* [ENTRIES]
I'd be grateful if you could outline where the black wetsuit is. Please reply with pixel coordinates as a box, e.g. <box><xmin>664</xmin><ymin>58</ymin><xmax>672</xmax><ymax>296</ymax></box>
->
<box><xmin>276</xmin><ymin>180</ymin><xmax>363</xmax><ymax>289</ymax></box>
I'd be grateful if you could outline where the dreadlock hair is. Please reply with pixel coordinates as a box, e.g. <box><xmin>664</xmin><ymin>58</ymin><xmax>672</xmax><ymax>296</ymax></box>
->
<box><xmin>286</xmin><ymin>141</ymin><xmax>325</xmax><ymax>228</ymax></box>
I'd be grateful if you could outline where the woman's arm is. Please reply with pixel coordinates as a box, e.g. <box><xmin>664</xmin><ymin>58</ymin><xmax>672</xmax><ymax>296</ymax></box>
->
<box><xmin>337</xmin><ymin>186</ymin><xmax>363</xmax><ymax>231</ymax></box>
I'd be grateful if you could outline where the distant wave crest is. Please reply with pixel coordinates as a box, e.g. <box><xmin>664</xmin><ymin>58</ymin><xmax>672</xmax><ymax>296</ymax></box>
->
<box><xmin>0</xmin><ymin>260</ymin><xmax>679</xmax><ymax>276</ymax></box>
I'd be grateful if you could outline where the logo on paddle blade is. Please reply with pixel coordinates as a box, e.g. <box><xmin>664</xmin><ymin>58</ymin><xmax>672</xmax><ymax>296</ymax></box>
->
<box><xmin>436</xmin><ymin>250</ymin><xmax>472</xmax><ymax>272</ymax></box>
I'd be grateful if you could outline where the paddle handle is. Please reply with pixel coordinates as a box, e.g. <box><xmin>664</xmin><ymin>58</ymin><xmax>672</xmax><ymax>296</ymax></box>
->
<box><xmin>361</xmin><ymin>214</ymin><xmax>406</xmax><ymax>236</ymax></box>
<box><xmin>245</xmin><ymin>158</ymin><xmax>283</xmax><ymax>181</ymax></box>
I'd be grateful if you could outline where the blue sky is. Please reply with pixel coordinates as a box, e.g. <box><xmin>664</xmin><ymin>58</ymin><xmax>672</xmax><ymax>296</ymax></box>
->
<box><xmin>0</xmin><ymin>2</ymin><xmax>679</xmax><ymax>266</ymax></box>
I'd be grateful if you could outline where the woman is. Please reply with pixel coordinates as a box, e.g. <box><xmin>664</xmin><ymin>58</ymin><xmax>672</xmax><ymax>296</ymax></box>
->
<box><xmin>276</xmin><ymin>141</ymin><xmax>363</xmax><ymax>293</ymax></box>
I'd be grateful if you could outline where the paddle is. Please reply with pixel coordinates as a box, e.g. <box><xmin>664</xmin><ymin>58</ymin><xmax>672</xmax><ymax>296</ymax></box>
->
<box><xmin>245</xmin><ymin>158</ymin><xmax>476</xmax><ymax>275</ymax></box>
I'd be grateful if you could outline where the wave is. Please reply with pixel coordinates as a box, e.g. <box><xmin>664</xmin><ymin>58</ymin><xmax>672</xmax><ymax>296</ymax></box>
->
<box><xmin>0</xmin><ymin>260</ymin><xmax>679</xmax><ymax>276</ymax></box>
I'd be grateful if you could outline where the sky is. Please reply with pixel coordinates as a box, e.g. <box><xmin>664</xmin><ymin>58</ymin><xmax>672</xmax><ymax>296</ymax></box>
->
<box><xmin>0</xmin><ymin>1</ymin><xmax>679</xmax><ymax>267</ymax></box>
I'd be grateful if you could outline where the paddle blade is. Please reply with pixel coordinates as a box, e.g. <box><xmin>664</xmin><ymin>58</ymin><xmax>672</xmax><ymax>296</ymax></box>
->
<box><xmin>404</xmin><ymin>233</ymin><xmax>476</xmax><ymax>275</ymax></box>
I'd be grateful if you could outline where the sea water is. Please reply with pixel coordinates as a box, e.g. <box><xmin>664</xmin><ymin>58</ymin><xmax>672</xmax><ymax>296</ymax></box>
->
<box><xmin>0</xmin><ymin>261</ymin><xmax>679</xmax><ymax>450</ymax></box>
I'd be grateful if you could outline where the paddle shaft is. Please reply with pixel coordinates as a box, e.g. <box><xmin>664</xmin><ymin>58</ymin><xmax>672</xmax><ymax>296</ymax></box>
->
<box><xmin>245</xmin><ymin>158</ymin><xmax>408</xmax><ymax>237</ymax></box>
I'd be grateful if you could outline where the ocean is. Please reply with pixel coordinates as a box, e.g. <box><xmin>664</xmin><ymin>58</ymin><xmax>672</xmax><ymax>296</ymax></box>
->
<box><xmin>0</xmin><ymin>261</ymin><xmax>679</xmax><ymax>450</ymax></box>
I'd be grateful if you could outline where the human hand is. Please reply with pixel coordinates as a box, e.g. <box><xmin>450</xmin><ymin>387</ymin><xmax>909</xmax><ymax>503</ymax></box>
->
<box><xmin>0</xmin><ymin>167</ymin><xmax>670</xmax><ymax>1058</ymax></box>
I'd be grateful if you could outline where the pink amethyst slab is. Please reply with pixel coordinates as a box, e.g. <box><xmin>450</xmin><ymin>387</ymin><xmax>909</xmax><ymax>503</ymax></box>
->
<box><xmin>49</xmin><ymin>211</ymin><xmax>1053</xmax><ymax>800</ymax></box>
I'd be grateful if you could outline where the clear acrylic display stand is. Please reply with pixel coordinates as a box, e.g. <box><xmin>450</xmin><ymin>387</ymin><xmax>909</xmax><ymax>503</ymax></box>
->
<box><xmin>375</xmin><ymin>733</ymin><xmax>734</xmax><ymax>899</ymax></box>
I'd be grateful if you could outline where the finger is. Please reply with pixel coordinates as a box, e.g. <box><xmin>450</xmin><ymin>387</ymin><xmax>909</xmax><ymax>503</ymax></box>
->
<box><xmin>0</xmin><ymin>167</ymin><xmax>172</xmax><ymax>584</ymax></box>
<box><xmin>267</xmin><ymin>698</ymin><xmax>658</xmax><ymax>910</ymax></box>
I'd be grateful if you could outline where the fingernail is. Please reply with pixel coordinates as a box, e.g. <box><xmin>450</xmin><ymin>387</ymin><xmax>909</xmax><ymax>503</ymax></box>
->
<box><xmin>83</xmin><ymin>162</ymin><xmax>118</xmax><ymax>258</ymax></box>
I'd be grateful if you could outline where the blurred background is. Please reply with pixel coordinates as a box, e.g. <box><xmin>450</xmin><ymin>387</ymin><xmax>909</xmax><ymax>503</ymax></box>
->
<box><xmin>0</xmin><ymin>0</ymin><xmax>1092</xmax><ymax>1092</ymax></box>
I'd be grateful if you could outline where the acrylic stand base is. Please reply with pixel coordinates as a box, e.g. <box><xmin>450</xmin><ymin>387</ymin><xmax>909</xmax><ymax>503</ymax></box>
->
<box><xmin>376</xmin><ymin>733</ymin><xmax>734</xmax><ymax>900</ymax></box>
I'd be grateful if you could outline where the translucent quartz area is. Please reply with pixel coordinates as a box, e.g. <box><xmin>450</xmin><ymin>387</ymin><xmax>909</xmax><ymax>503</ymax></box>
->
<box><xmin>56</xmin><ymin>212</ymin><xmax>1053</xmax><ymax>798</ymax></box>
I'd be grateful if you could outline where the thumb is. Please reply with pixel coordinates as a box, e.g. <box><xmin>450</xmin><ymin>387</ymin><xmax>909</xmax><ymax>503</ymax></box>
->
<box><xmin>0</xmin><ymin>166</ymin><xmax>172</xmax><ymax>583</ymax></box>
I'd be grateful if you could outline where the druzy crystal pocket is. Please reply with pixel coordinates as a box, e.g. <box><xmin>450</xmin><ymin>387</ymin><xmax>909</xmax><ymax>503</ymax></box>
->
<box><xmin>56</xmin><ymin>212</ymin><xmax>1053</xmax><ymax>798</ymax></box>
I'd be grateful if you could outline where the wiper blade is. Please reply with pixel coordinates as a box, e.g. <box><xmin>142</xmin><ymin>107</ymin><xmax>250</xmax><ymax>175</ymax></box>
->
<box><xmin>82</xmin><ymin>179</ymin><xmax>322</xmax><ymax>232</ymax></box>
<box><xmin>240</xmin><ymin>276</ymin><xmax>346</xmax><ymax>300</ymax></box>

* [EXERCISE] Which lines in the records above contain the word "acrylic"? Show each of those lines in full.

* [THE RESULT]
I'd be grateful if you could outline where the clear acrylic display stand is. Please reply with pixel coordinates as a box, e.g. <box><xmin>450</xmin><ymin>387</ymin><xmax>909</xmax><ymax>503</ymax></box>
I'd be grateful if you could outline where the acrylic stand base is. Please reply with pixel coordinates as a box, e.g. <box><xmin>450</xmin><ymin>387</ymin><xmax>909</xmax><ymax>503</ymax></box>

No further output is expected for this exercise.